## EXERCISE DETAILS
Copy every record exactly, and keep the pictures out.

----------

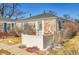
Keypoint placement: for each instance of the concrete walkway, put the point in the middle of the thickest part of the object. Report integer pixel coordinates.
(15, 50)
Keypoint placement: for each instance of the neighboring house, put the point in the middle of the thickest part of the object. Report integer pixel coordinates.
(36, 30)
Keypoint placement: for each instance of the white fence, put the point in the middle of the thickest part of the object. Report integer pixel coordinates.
(31, 41)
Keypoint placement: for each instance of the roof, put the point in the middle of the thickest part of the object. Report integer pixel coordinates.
(37, 17)
(42, 16)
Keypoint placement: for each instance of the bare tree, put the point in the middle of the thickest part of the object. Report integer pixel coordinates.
(10, 11)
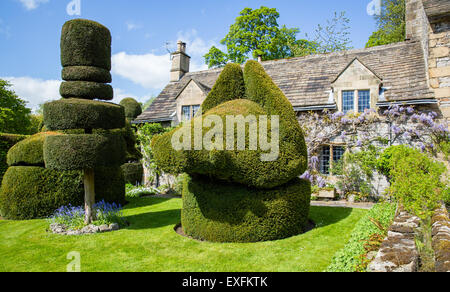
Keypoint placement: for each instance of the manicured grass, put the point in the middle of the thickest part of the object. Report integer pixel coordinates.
(150, 244)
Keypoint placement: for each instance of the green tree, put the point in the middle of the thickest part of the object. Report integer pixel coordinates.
(390, 23)
(14, 115)
(256, 32)
(334, 35)
(215, 58)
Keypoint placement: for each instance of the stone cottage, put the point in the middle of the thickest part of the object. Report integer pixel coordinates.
(414, 72)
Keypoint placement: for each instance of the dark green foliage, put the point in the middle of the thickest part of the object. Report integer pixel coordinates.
(85, 43)
(6, 142)
(71, 113)
(86, 73)
(110, 185)
(133, 154)
(351, 256)
(77, 152)
(229, 86)
(34, 192)
(261, 89)
(30, 192)
(132, 108)
(14, 115)
(86, 90)
(133, 173)
(29, 151)
(224, 212)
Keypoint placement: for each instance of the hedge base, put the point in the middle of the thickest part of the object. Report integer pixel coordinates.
(30, 192)
(226, 212)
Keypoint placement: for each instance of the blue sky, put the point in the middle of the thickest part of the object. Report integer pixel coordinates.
(30, 32)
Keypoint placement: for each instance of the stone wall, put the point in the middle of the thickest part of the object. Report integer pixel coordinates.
(398, 252)
(439, 64)
(441, 240)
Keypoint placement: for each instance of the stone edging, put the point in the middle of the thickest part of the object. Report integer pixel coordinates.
(90, 229)
(441, 240)
(398, 252)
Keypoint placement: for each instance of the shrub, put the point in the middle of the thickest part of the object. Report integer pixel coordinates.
(416, 182)
(30, 192)
(86, 90)
(29, 152)
(226, 212)
(73, 217)
(71, 113)
(76, 152)
(86, 73)
(35, 192)
(132, 108)
(6, 142)
(352, 256)
(85, 43)
(133, 173)
(229, 86)
(110, 185)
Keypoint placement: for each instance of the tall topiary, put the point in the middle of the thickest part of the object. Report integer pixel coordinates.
(132, 108)
(86, 61)
(235, 194)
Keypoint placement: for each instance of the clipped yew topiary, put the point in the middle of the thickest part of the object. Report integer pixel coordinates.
(74, 113)
(29, 151)
(85, 43)
(6, 142)
(86, 73)
(133, 173)
(86, 90)
(132, 108)
(229, 86)
(228, 212)
(235, 191)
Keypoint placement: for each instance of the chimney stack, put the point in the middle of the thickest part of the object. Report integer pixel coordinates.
(180, 62)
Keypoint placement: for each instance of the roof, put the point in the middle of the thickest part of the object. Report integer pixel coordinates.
(306, 81)
(436, 9)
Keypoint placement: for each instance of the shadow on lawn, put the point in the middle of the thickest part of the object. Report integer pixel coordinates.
(324, 216)
(154, 219)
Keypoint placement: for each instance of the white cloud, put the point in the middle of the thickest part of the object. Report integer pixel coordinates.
(133, 26)
(150, 71)
(34, 91)
(32, 4)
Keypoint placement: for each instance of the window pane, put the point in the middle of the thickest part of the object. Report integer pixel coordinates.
(195, 109)
(363, 100)
(348, 101)
(338, 153)
(325, 160)
(185, 113)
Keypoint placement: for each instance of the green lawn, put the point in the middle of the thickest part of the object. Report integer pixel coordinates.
(150, 244)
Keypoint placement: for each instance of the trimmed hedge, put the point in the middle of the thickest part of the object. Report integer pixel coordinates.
(133, 173)
(86, 73)
(68, 114)
(85, 43)
(6, 142)
(229, 86)
(29, 151)
(30, 192)
(261, 89)
(77, 152)
(225, 212)
(244, 166)
(86, 90)
(132, 108)
(35, 192)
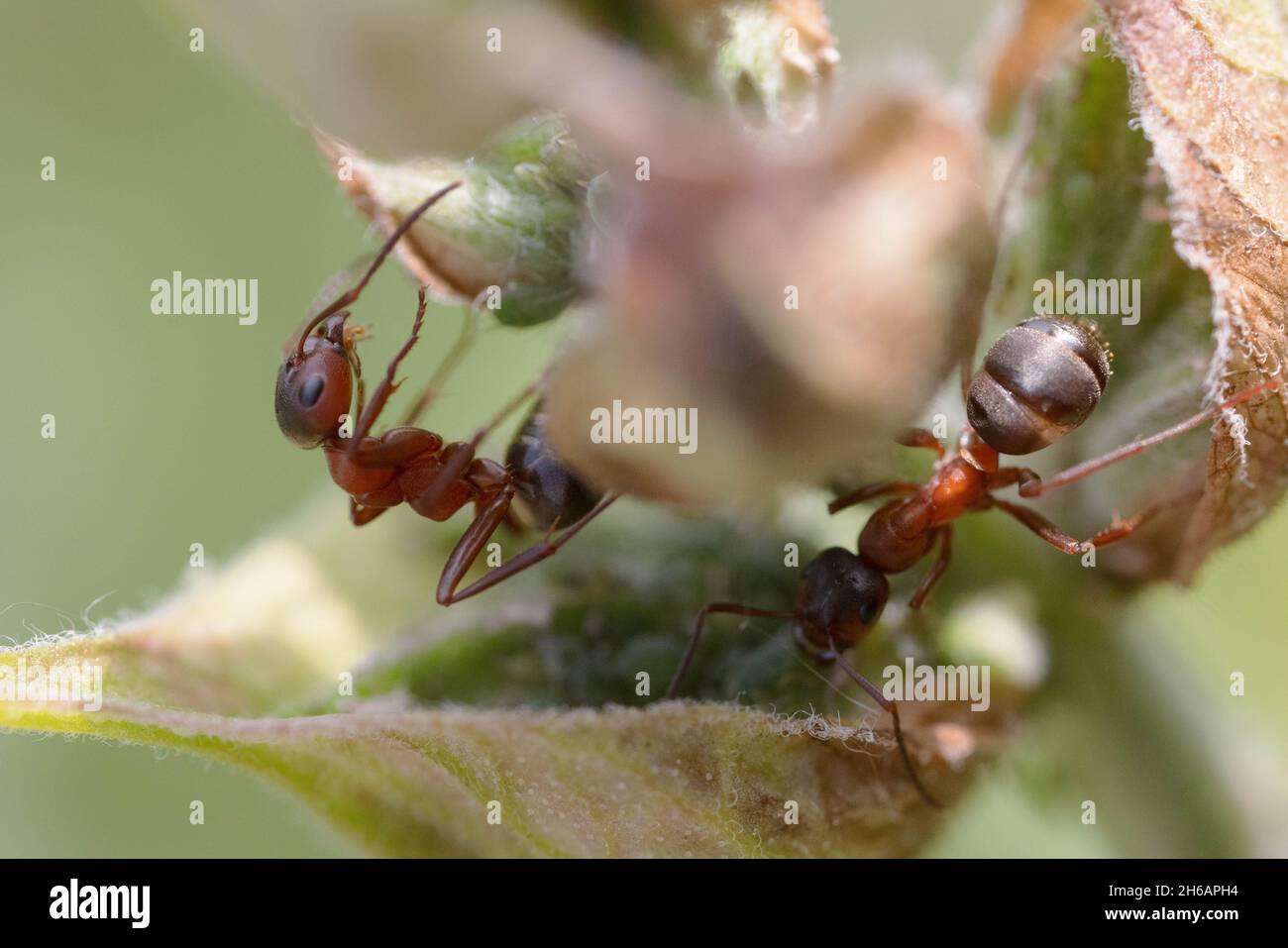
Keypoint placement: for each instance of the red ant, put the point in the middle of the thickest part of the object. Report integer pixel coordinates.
(314, 389)
(1038, 381)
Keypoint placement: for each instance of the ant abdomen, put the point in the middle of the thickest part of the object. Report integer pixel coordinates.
(550, 492)
(1039, 380)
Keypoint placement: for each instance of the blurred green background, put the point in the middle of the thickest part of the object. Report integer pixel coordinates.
(165, 436)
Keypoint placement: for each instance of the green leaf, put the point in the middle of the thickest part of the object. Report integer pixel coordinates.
(245, 666)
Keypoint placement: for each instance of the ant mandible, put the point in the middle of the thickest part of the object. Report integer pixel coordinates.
(314, 390)
(1038, 381)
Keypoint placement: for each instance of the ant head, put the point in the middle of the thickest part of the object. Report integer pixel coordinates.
(840, 597)
(314, 384)
(1039, 380)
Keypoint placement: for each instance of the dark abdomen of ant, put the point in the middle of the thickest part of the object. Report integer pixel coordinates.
(550, 492)
(1039, 380)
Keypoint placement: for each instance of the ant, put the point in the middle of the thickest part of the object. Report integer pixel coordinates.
(1038, 381)
(314, 390)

----------

## ANSWER FOR THIS EXERCISE
Keypoint placement: for each instance of the concrete walkway, put the point in the middle of the thickest part of the object. Report integer pixel coordinates.
(15, 50)
Keypoint placement: for each instance of the neighboring house, put the point in the middle of the thickest part of the object. Report integer pixel coordinates.
(36, 30)
Keypoint placement: for each instance of the white fence, put the point in the middle of the thickest part of the object. Report integer pixel coordinates.
(31, 41)
Keypoint placement: for each instance of the roof, put the point in the middle of the thickest part of the object. Report integer pixel coordinates.
(37, 17)
(42, 16)
Keypoint placement: for each instance of the bare tree, put the point in the middle of the thickest part of the object. Report integer pixel coordinates.
(10, 11)
Keypoint placement: for each instance of the manicured grass, put the point in the middle of the thickest part of the object. Report integer pixel coordinates.
(150, 244)
Keypoint placement: for each instance of the green tree, put the point in the middle of the thickest part of the object. Report integer pixel coordinates.
(390, 23)
(14, 115)
(256, 32)
(334, 35)
(215, 58)
Keypoint placement: for each instance of the stone cottage, put the point in the middle of the thickest part of the object. Report integer pixel coordinates.
(414, 72)
Keypoint placement: for each instance of the dark green foliage, put the point in the middle of the thickest part of the object. Report integer pixel coordinates.
(85, 43)
(6, 142)
(71, 113)
(86, 73)
(110, 185)
(133, 154)
(351, 256)
(77, 152)
(229, 86)
(34, 192)
(261, 89)
(30, 192)
(132, 108)
(14, 115)
(86, 90)
(133, 173)
(29, 151)
(224, 212)
Keypoint placement: for each instance of the hedge base, put the point in the middle of the thickest part of the object. Report integer pixel coordinates.
(30, 192)
(226, 212)
Keypoint placement: for each instance of the blue sky, put the point in the middle of the thickest part of the object. Report integer pixel coordinates.
(30, 32)
Keypoint placement: for each instance of the stone wall, put the point in the middle of the thickest part of the object. Report integer pixel coordinates.
(398, 252)
(439, 64)
(441, 240)
Keypoint placement: for each instance of the stone edging, put the point in the middle of the thickest part of the object. Report integer pixel coordinates.
(90, 229)
(441, 240)
(398, 252)
Keypoint placement: for each instance of the shrub, put the point in the middle of the thickest part of the object. Report integer pixel coordinates.
(416, 182)
(30, 192)
(86, 90)
(29, 152)
(226, 212)
(73, 217)
(71, 113)
(76, 152)
(86, 73)
(35, 192)
(132, 108)
(6, 142)
(352, 256)
(85, 43)
(133, 173)
(229, 86)
(110, 185)
Keypoint placement: for each instance of the tall topiary, put the point in the middle of the thickest part of the object. Report integer pixel coordinates.
(132, 108)
(86, 61)
(235, 194)
Keypoint placement: for each instance of the clipped yew topiary, put the point in the middle of the thickest part of the object. Report integer pixel coordinates.
(74, 113)
(29, 151)
(85, 43)
(6, 142)
(86, 73)
(133, 173)
(86, 90)
(132, 108)
(229, 86)
(228, 212)
(235, 191)
Keypoint placement: for each instance of the chimney stack, put the point in the middle of the thickest part of the object. Report integer pixel coordinates.
(180, 62)
Keypoint placement: for each instance of the roof, put the point in the middle of the thickest part of the object. Report integer pixel coordinates.
(306, 81)
(436, 9)
Keypoint placement: for each instance of the shadow on lawn, put the point in the middle of the thickest part of the object. Report integer pixel coordinates.
(324, 216)
(154, 219)
Keypoint placement: for each instance of the white cloud, put the point in the middle of the thickest part of the object. Report integer pixel coordinates.
(133, 26)
(150, 71)
(34, 91)
(32, 4)
Keypoint placement: for each instance of the window pane, put the point in the middle of the thickest part of the object. Report integer pixel coordinates.
(195, 109)
(363, 100)
(348, 101)
(338, 153)
(325, 160)
(185, 113)
Keypoint placement: for each instance of the green lawn, put the point in the middle of the thickest part of the object. Report integer pixel coordinates.
(150, 244)
Keypoint placement: for each instance of the trimmed hedge, put the point in the middle of the thickest part of the object. Report integer pixel coordinates.
(133, 173)
(86, 73)
(68, 114)
(85, 43)
(6, 142)
(229, 86)
(29, 151)
(30, 192)
(261, 89)
(77, 152)
(225, 212)
(244, 166)
(86, 90)
(132, 108)
(35, 192)
Keypoint placement: for each instance of the red ant, put the point in the middle of the thickest part of the object. Report integer pixel coordinates.
(314, 389)
(1038, 381)
Keypoint placement: for each instance of the ant abdomen, put the point in the middle of the thickest part of the object. Report integer pixel coordinates.
(550, 492)
(1039, 380)
Keypoint placement: for each instance of the blurred green background, put the point in the middle of the thickest part of the object. Report integer pixel coordinates.
(165, 436)
Keypoint placement: for each instance of the green leaf, put the point in the middle of the thickest part of the object. Report integer pixel coordinates.
(245, 666)
Keypoint placement: for each instance of the ant mandible, put the point in the middle of the thickest part of the object. Report integer pixel coordinates.
(314, 390)
(1038, 381)
Keypoint placement: for each instance of the ant head, put the point in the middle of the thickest part of the object. Report integer pixel coordinates.
(840, 597)
(314, 384)
(1039, 380)
Keypoint placement: for each instance of the dark abdomen of ant, put the point in the middle of the thickest part of the object. Report integer pixel coordinates.
(550, 492)
(1039, 380)
Keypoint placement: for each instance of the ant, put the point in the middle of the thickest part of the object. Report integer pixel coordinates.
(1038, 381)
(314, 390)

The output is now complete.